> SELECTED TEXT
:::::
# Dividing your stitches onto multiple needles.



## stef (Sep 14, 2002)

Please don't laugh (or roll your eyes...too much). 
I just cast on 80 stiches onto a double-pointed needle for a hat...first one, ever...
Now is the dreaded time when I have to move some of the stiches onto the other two needles.

My question is; do I move the stiches from the back of my caston row to the other needles or take them from the front where the long (working) thread is hanging?

I hope someone here understands what I'm saying...sheesh!

Scarves were sure a _*LOT*_ easier.


----------



## grams (Sep 10, 2004)

I actually usually go from both ends. Just make sure that you are at and end of the needle with you active yarn and you will be ok however you do it.
Is this your first time knitting in the round? If so, if it won't detract from your project to much just start knitting on one of the dpns, knit as many stitches as you need on that needle; switch to next dpn, and do the same. This way when you get to the point where you are knitting from one dpn onto another dpn the next round your will have you join and you won't have to worry about twisting your stitches. You will have a small opening at the bottom of your piece. You can leave it or stitch it up after you are done.
Don't be afraid, you can do it!


----------



## gone-a-milkin (Mar 4, 2007)

Either way will work about the same.  

Probably from the first cat-on stitch would be the easiest, leaving the working tail hanging from the back.

Most important is to not twist them around when you 'join' in the round.

Once you get the hang of it, you can cast them directly onto all 3 needles and not have to transfer them.


----------



## stef (Sep 14, 2002)

Thanks for your patience and quick answers!

Truly...if (after all my questions and puzzlement)_* I*_ can learn to knit, _anyone_ can!


----------



## Pigeon Lady (Apr 4, 2004)

Just a tip, Stef, if your hat has knit and purl ribbing, arrange the stitches so that the first stitch on each needle is a knit stitch. When you knit that first stitch, take time to cinch it up a little tighter to draw it closer to the last stitch from the previous needle. 

Maybe it's just me, but, I find that if the first stitch on a needle is a purl, then there's always a wider gap between it and the last stitch from the previous needle. Makes an ugly ridge down the whole rib.
:::::
> INFORMATION SUPPLIED

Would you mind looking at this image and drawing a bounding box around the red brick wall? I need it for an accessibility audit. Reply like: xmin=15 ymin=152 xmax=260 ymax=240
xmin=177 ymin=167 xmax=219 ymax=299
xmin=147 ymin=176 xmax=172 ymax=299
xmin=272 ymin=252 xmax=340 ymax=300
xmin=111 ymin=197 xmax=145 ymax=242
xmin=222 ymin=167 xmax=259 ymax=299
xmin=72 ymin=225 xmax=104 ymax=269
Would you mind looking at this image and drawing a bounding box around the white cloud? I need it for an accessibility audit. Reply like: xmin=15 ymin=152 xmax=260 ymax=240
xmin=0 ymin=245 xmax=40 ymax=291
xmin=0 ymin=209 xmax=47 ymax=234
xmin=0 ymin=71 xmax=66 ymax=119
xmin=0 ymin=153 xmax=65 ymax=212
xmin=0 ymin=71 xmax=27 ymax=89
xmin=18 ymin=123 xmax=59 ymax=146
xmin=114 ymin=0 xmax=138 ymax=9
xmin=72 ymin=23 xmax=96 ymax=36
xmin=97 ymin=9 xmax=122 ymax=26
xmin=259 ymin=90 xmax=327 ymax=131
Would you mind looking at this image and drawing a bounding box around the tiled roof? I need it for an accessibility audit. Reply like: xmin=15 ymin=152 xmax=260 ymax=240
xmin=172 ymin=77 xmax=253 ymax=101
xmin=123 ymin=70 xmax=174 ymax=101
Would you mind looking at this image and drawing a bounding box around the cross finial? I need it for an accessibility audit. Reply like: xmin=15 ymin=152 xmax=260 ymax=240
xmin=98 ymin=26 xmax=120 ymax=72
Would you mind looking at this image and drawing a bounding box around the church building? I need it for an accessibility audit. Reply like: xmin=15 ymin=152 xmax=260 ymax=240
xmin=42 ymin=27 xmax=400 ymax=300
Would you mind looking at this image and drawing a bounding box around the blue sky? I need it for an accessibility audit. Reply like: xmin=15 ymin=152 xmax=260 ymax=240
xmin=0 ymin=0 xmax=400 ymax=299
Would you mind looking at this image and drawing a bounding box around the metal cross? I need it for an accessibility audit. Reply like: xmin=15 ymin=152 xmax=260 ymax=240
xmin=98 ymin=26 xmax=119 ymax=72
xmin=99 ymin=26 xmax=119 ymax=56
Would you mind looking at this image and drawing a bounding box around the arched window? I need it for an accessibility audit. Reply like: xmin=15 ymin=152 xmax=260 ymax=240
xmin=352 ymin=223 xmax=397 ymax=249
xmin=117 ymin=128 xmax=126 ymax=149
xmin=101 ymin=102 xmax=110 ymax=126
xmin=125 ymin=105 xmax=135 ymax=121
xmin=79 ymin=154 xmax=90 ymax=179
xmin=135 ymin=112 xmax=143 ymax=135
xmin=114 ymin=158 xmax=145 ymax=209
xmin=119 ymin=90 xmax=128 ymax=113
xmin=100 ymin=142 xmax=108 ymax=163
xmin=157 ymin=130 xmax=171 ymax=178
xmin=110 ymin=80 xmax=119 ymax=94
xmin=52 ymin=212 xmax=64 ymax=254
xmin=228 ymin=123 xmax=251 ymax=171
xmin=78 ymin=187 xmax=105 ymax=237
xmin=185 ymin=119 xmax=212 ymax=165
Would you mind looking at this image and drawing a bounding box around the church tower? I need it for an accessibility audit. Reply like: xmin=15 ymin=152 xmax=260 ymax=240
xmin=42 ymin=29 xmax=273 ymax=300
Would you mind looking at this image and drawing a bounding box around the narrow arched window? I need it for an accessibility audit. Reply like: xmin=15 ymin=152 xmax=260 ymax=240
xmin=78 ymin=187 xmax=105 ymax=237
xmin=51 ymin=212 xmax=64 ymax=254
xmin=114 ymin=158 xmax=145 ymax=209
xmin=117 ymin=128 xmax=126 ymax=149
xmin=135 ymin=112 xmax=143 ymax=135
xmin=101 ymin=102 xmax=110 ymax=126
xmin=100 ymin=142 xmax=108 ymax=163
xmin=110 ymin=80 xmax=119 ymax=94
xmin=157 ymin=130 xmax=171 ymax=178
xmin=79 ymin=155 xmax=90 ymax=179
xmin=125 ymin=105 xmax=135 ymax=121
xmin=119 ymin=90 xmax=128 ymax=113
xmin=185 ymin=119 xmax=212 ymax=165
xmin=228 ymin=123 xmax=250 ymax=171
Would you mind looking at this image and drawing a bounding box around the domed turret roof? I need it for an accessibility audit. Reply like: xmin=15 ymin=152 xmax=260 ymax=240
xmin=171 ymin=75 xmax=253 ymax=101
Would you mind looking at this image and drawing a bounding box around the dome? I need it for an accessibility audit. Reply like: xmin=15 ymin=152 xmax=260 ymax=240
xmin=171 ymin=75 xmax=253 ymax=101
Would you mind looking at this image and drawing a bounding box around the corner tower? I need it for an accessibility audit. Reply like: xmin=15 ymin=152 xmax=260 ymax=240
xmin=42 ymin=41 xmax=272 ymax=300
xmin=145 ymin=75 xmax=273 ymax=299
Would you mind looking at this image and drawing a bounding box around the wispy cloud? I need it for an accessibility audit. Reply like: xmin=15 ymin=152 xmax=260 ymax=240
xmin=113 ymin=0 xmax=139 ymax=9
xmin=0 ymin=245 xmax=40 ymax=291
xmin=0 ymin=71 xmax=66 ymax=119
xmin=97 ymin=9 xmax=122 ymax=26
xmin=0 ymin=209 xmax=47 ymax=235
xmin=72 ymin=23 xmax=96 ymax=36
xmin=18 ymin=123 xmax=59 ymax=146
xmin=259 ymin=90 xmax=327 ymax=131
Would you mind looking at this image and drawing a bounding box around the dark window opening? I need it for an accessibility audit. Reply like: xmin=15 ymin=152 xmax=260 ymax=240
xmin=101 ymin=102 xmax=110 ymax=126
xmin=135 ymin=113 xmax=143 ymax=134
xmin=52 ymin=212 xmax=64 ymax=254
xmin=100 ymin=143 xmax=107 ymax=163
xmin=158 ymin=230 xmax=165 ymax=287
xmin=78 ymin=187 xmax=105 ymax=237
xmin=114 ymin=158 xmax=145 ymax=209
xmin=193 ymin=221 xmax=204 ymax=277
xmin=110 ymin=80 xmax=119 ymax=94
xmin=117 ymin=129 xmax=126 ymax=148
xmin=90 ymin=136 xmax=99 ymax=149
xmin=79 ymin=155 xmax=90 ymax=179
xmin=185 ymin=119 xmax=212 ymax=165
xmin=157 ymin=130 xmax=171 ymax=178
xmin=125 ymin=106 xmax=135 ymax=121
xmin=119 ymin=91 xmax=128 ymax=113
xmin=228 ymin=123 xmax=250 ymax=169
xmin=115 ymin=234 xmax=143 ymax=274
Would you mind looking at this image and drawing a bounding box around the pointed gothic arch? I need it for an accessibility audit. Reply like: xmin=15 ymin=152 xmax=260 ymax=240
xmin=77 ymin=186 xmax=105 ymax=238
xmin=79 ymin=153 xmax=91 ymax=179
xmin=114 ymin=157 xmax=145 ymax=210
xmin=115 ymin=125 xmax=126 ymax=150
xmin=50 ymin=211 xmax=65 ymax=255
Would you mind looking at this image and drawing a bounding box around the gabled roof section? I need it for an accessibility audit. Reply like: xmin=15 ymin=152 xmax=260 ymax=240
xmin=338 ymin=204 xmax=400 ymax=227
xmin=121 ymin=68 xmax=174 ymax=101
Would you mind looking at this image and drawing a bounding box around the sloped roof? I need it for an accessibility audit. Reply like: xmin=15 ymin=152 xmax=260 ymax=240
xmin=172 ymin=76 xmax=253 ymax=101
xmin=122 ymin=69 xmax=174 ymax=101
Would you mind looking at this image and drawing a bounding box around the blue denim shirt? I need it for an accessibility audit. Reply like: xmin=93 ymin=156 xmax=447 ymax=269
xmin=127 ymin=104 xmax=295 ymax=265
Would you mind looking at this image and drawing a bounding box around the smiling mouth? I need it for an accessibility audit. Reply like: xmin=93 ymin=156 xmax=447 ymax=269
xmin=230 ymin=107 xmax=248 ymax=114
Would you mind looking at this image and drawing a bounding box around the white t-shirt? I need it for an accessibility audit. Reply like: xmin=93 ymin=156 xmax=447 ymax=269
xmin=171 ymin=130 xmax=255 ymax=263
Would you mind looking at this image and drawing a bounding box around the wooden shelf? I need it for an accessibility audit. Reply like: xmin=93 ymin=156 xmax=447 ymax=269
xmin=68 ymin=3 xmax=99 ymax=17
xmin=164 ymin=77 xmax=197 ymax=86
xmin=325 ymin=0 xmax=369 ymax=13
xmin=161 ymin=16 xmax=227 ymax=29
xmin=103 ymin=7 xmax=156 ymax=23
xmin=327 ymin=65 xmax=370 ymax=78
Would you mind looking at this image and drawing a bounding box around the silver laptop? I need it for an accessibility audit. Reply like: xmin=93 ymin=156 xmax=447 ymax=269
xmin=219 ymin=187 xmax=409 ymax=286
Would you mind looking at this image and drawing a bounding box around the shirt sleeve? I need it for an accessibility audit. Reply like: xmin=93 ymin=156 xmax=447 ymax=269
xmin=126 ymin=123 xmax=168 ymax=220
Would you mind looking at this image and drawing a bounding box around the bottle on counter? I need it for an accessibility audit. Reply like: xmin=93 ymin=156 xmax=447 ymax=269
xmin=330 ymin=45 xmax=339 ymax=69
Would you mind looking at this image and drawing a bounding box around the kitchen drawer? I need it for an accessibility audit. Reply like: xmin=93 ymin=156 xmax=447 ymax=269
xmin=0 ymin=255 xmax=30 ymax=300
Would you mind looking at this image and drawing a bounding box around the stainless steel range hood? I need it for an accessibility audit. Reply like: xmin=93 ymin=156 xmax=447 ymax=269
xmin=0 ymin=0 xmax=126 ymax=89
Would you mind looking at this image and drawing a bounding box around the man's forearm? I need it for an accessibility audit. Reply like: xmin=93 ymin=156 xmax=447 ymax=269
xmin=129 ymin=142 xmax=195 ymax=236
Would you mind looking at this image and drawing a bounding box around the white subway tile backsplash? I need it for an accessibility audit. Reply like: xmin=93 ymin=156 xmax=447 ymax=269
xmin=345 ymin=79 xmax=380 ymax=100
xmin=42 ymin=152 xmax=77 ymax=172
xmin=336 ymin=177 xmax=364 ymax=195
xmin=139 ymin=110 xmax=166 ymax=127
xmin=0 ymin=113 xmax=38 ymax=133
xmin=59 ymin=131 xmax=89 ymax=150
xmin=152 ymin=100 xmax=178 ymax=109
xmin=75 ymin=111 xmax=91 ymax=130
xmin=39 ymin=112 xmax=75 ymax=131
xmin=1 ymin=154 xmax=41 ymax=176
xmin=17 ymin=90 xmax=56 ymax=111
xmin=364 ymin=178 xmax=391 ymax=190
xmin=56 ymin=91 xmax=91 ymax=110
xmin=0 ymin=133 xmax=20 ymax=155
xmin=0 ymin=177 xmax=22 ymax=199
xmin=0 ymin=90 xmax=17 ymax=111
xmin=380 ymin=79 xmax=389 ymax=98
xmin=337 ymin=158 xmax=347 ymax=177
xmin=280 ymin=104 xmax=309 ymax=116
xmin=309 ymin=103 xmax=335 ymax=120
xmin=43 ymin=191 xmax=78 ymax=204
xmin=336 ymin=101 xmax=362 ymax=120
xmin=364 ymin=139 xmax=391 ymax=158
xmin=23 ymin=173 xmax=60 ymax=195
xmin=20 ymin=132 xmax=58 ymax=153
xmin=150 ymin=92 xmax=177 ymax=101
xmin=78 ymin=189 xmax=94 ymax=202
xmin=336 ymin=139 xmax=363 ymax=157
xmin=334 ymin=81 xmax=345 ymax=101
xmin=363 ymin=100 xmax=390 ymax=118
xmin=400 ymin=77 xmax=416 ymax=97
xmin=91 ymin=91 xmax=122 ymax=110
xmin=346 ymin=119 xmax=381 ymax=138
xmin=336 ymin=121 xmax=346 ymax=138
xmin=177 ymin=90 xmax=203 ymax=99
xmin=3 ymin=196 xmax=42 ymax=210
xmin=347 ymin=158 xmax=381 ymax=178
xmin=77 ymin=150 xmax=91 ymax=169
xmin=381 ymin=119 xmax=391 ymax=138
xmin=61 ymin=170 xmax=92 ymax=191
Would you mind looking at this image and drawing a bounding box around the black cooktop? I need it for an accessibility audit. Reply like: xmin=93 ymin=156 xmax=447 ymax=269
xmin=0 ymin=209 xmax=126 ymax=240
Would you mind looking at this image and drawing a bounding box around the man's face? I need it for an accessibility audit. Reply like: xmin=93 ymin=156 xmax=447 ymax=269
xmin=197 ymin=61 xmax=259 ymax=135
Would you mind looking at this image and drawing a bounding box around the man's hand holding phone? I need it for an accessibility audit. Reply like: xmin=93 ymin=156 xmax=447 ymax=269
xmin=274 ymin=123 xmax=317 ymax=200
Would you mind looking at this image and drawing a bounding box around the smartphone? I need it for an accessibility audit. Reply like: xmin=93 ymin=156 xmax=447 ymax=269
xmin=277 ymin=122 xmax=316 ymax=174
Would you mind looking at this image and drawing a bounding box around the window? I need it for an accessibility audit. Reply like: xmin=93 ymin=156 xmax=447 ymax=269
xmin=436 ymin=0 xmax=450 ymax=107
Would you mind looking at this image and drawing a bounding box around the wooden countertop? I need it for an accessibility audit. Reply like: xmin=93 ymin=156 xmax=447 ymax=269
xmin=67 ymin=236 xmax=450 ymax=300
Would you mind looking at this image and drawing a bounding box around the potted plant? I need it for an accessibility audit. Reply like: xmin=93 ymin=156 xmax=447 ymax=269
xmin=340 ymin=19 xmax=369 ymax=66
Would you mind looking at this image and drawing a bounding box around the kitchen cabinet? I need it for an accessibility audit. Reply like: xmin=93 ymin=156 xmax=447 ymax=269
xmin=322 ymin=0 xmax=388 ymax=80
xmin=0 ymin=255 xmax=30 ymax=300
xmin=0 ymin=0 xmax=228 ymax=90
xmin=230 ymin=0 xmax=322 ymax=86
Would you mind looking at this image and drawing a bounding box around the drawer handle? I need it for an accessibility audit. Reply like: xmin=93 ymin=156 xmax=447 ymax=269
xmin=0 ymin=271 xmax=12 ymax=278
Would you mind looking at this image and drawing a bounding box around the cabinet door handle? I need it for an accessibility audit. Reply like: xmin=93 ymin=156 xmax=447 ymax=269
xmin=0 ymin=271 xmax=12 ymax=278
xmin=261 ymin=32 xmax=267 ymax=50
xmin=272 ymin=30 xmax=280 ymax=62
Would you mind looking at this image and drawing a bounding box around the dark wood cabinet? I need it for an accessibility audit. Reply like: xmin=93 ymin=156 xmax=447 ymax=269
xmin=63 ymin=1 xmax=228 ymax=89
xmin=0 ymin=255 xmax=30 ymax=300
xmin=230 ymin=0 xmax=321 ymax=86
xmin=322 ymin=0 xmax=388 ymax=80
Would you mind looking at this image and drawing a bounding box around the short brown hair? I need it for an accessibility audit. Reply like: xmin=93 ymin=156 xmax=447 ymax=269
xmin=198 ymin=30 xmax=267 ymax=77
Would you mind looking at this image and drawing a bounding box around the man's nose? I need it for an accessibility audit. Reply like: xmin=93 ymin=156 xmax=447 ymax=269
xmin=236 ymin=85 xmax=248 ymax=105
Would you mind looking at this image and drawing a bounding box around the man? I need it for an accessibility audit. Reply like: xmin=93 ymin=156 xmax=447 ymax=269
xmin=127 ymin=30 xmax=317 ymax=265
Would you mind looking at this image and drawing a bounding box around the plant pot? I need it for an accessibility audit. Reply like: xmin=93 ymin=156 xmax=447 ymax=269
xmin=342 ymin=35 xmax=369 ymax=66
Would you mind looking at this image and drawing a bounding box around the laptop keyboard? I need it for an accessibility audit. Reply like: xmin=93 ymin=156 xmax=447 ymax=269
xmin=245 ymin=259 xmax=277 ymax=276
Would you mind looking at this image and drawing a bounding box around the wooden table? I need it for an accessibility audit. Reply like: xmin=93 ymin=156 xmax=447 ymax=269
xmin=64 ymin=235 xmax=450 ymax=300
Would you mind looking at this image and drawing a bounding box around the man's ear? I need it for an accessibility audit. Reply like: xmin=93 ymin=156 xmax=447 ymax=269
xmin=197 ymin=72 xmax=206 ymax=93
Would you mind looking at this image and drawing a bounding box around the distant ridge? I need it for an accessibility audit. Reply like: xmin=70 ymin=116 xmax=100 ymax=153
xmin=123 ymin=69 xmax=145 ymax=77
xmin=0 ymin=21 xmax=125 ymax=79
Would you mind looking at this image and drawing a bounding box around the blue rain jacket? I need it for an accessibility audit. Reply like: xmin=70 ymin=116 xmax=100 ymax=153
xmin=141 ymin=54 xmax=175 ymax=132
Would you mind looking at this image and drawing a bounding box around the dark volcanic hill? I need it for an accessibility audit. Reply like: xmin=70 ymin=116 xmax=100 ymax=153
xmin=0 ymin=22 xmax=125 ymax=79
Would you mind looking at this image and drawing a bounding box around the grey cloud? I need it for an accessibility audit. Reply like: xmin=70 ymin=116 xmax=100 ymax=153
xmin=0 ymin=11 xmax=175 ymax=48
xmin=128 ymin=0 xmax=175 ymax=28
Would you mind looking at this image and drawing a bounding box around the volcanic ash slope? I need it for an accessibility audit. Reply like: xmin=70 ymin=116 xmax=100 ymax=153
:::::
> DIRECTIONS
**a)** Answer these questions from the knitting thread, one per line:
(i) How many stitches did stef cast on for the hat?
(ii) What does grams say her suggested method leaves at the bottom of the piece?
(iii) For a hat with knit and purl ribbing, which stitch does Pigeon Lady say should be first on each needle?
**b)** Rewrite the paragraph in the knitting thread that begins "Is this your first time knitting in the round?" as a short list that keeps its main points.
**c)** List every distinct username that posts in the knitting thread.

> ANSWERS FOR THE TASKS
**a)**
(i) 80 stitches.
(ii) A small opening, which can be left or stitched up afterward.
(iii) A knit stitch.

**b)**
- If this is your first time knitting in the round and it won't detract too much from the project, start knitting on one of the dpns.
- Knit as many stitches as you need on that needle, then switch to the next dpn and do the same.
- When you knit from one dpn onto another on the next round, that makes the join, so you don't have to worry about twisting your stitches.
- This leaves a small opening at the bottom of the piece, which you can leave or stitch up when you are done.

**c)**
stef
grams
gone-a-milkin
Pigeon Lady